**Exercise description**:
Print the full listing once more, exactly as given.

----------

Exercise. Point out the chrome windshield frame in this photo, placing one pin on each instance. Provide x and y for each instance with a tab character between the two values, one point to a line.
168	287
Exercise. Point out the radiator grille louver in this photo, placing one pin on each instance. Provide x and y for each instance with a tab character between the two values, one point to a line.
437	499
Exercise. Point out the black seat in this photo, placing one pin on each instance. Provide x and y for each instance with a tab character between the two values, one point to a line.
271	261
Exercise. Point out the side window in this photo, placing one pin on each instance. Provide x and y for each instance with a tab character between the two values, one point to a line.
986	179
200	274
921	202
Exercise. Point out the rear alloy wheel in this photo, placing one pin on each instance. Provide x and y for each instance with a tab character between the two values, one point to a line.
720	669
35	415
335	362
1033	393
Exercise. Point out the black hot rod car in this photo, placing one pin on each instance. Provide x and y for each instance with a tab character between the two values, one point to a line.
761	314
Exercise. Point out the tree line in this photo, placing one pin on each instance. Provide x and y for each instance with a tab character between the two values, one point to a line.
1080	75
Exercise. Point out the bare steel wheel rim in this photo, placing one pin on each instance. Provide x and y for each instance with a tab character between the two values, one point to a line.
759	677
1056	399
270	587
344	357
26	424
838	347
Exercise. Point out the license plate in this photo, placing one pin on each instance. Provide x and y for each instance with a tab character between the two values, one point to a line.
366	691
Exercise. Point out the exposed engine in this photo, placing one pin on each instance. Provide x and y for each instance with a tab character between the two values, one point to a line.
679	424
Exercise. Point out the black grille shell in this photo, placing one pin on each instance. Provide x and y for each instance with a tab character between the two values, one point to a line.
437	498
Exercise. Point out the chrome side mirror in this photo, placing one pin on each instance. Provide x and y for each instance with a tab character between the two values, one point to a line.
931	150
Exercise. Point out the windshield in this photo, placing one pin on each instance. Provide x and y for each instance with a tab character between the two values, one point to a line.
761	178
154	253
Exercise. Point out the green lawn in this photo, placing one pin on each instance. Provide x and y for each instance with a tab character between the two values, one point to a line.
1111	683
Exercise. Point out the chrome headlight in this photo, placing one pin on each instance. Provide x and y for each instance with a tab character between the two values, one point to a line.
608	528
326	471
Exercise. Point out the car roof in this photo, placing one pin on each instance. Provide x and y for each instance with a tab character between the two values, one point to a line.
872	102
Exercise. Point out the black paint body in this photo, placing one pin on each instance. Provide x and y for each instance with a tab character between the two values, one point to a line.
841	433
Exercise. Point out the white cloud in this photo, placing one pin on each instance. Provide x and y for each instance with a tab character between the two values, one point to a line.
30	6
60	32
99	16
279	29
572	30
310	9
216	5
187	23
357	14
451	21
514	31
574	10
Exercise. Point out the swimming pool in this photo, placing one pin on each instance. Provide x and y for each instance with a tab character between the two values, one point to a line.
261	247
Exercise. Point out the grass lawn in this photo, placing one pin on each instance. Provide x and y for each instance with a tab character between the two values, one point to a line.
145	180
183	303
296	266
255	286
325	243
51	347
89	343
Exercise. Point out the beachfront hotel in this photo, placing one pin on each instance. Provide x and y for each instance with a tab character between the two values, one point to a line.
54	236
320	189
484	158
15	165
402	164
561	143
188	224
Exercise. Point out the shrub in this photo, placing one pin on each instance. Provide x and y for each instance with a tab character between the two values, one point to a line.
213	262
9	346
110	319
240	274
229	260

----------

**Result for this exercise**:
Exercise. Point out the chrome windshield frame in this photo, placing one pin on each instance. Provide x and y for each instance with a tab character between the two values, one point to a line.
168	287
Exercise. Point out the radiator grille louver in this photo, placing one pin on each instance. Provide x and y for each instance with a tab character between the two values, one point to a line.
437	499
Exercise. Point out the black seat in this photo, placing one pin on each instance. Provide x and y for each instance with a tab character between the two values, one point to a line.
271	261
Exercise. Point out the side window in this photo, placing one pin on each instance. Provide x and y for each instance with a tab character between the two values, one point to a line.
986	179
200	274
921	202
Exercise. Point out the rear alloy wheel in this photo, placing one pin on each instance. Provide x and y for each instance with a tab character between the two values, one point to a line.
720	669
35	415
335	362
1033	393
Exercise. Point out the black hot rod car in this photo, placing one pin on each instance. Provide x and y for each instance with a tab character between the two values, one point to a line.
761	314
Exercise. Point out the tree line in this photo, placing one pin on each instance. Provide x and y for each instance with a tab character between the two values, one point to a line.
1080	75
Exercise. Point out the bare steel wheel rim in this photo, placing one pin on each instance. Provide x and y for each instance with a tab character between the two values, one point to a line.
759	677
1056	399
270	587
344	357
26	424
838	347
Exercise. Point out the license plate in this photo, placing one pin on each instance. Provide x and y for each instance with a tab character between the two values, one point to a line.
366	691
Exercise. Point out the exposed engine in this photo, placing one pin on each instance. Provide x and y for each instance with a tab character between the two values, one point to a line.
679	424
Exercise. Point out the black grille shell in this photo, placing one pin on each instance. Provide x and y for each instance with a tab character between the two values, one point to a line.
437	498
Exercise. Point out the chrome side mirror in this photo, placing one pin on each instance. Provide x and y for each instance with a tab character between the two values, one point to a line.
931	150
Exercise. Point out the windshield in this photo, placing one pin on each instance. Provide x and y for each instance with a tab character between the two values, one point to a line.
761	178
154	253
Exercise. Point out the green lawn in this photo, placing one pin on each instance. Provide x and y for each instance with a tab character between the two values, one point to a line.
1111	683
Exercise. Point out the chrome headlight in this photo, placing one pin on each instance. Provide x and y for each instance with a tab character between the two values, one point to a line.
608	528
326	471
Exercise. Point out the car roof in this photo, placing one pin on each instance. Provide x and y for each instance with a tab character between the two values, one point to a line.
872	102
Exercise. Point out the black paint body in this photo, placing one pin on each instance. Provide x and y for each instance with a tab character between the two values, one point to a line.
841	433
Exercise. Point out the white cloud in this photo, placing one pin on each instance. Provide x and y for each instance with a tab character between the two values, one point to a line.
30	6
60	32
99	16
279	29
572	30
310	9
216	5
187	23
357	14
451	21
514	31
574	10
Exercise. Point out the swimming pool in this photo, placing one pin on each instance. Provide x and y for each instance with a tab character between the two values, one point to a line.
261	247
Exercise. Point out the grass lawn in this photo, placing one pin on each instance. Provide x and y for each instance with a tab character between the two values, one point to a line.
145	180
183	303
296	266
255	286
325	243
51	347
89	343
Exercise. Point out the beachfront hotel in this photo, placing one pin on each instance. Provide x and y for each instance with a tab character between the two values, one point to a line.
54	236
320	189
484	158
15	165
402	164
561	143
188	224
Exercise. Point out the shrub in this photo, placing one pin on each instance. Provide x and y for each instance with a tab character between the two values, one point to a line.
213	262
9	346
110	319
240	274
229	260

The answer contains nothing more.